Records from a data collection:
────────
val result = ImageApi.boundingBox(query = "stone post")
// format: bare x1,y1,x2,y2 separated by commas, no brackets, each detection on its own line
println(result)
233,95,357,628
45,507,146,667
────────
**Job**
Filter the rows above down to only the lines that contain the string "result". Matching is case-sensitive.

**The reply**
val result = ImageApi.boundingBox(query = "stone post")
println(result)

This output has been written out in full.